Fragmento proporcionado ->
────────
ENSXXI Nº 29
ENERO - FEBRERO 2010
JUAN CRUZ
Periodista
Era muy especial José Hierro. Independiente como un material, como el oro, como una piedra, como una azada. Un ser humano que era de los pies a la cabeza un poeta, un hombre que rompió a manotazos la fama y el resto de las vanidades, y se gastó la vida haciendo feliz a su mujer, a sus hijos, a sus nietos, y al vecindario.
Con una azada en la mano le recuerdo en su casa de Los Cohonares de Titulcia, cerca de Chinchón. Su cabeza roja del sol, cultivando viñedos en medio de la soledad y de los ecos, mientras los demás esperábamos sus vasos de vino y su cordero asado, metidos en la tibieza honda de su casa, rodeado de familiares y amigos que le querían al extremo de la reverencia y la alegría. Era muy especial José Hierro. Ahora Visor ha publicado sus poemas completos, en una edición prologada por Julia Uceda y anota por Miguel García Posada. Es un libro contundente, como esa piedra roja que a veces parecía su cabeza de agricultor perdido en Los Cohonares. Y ahí puesto, encima de la mesa de madera, este libro parece ya un objeto imprescindible porque contiene a un hombre que fue una voz y también un grito. Un poeta que le quitó solemnidad a los versos para hacerlos esqueleto; lo que quería Unamuno de la poesía, lo que quiso Miguel Hernández, lo que la poesía es en esencia, eso cultivó Hierro, aquí está, todo entero, como un regalo que el pasado le hace al futuro para que se sepa qué es la poesía cuando se le despoja de los brocados.
────────
Conjunto de tareas ->
**1.** Responda con brevedad a estas preguntas sobre el texto sobre José Hierro:
(a) Según el primer párrafo, ¿a quiénes hizo feliz Hierro a lo largo de su vida?
(b) ¿Cerca de qué localidad se encuentra su casa de Los Cohonares de Titulcia?
(c) ¿Qué editorial ha publicado sus poemas completos y quién firma el prólogo de esa edición?
**2.** Prosiga con el texto sobre José Hierro a partir de su última oración.

Registros seleccionados ->
────────
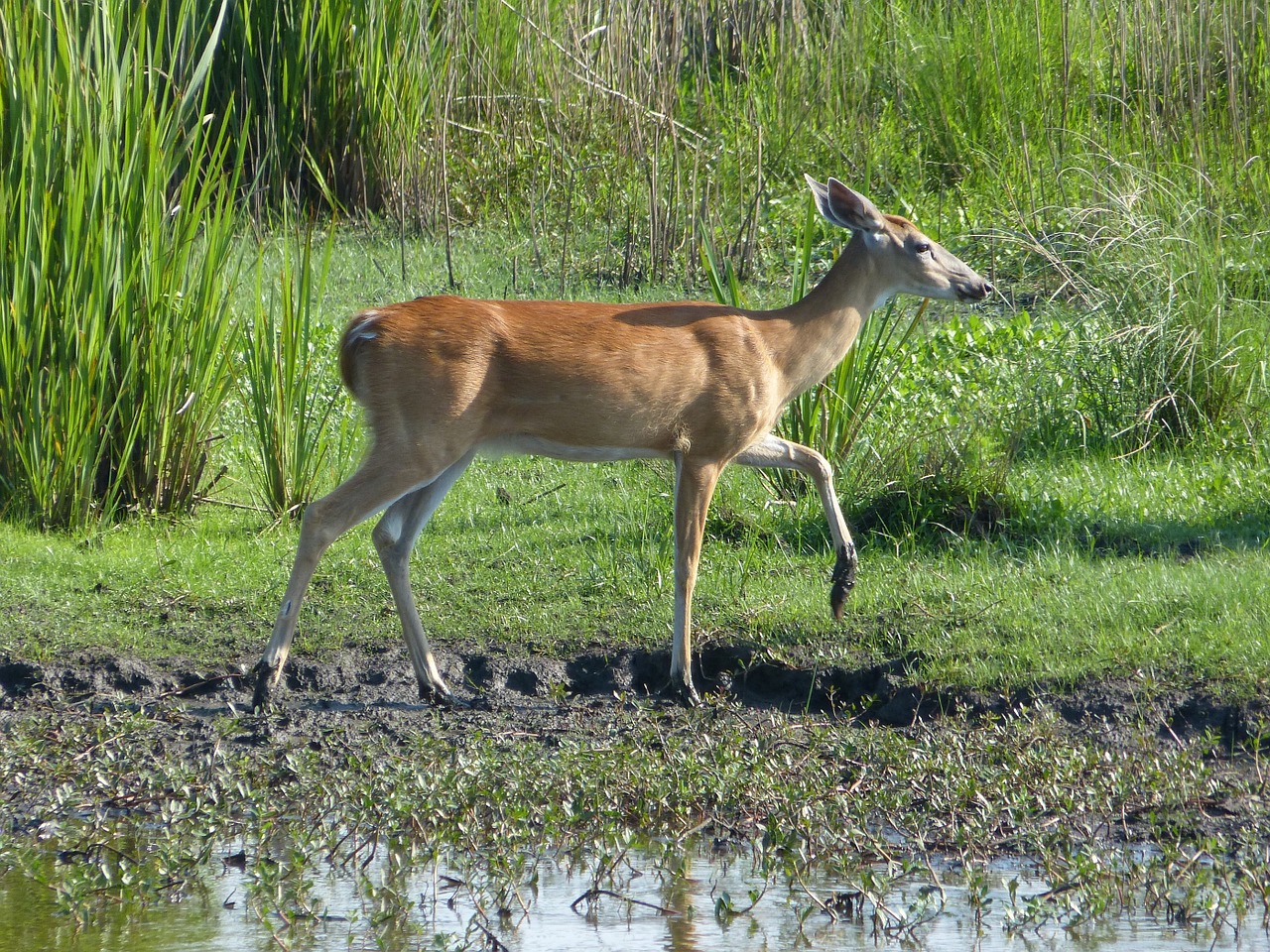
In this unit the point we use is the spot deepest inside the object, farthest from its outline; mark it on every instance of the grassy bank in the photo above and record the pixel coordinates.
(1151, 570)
────────
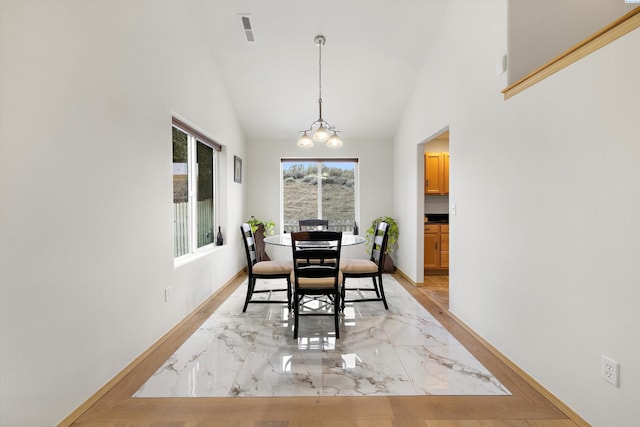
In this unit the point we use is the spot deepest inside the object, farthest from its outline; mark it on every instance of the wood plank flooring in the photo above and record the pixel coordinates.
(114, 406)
────────
Respuestas por tarea ->
**1.**
(a) A su mujer, a sus hijos, a sus nietos y al vecindario.
(b) Cerca de Chinchón.
(c) La editorial Visor; el prólogo es de Julia Uceda.

**2.**
"Su manera de mirar el arte (y para eso estaba allí, para hablar de arte, de dos pintores que fueron sus amigos, Pedro González y José Luis Toribio) era tan especial como él: aguerrido y metafórico, las cosas eran como se veían por dentro, y él tenía el aguijón poético presto para cumplir la tarea de mirar como si hubiera acompañado al artista en su dibujo"
Le conocí en Tenerife cuando ya él era un poeta muy famoso, de unos cincuenta años. Tenía tanta vida por detrás que podía decirse que era un veterano de guerra, un aviador salvaje perdido en un desierto, un amigo cuya mano pesaba sobre ti como un consejo. Un tipo vertical, horizontal, un hombre entero con una vida que parecía un milagro. Había sufrido cárcel y otras penurias, pero en ese momento era un hombre vestido de beis corriendo por las calles de Santa Cruz de una actividad a otra, soplando un aire que parecía la vida. Pepe Hierro. Su manera de mirar el arte (y para eso estaba allí, para hablar de arte, de dos pintores que fueron sus amigos, Pedro González y José Luis Toribio) era tan especial como él: aguerrido y metafórico, las cosas eran como se veían por dentro, y él tenía el aguijón poético presto para cumplir la tarea de mirar como si hubiera acompañado al artista en su dibujo.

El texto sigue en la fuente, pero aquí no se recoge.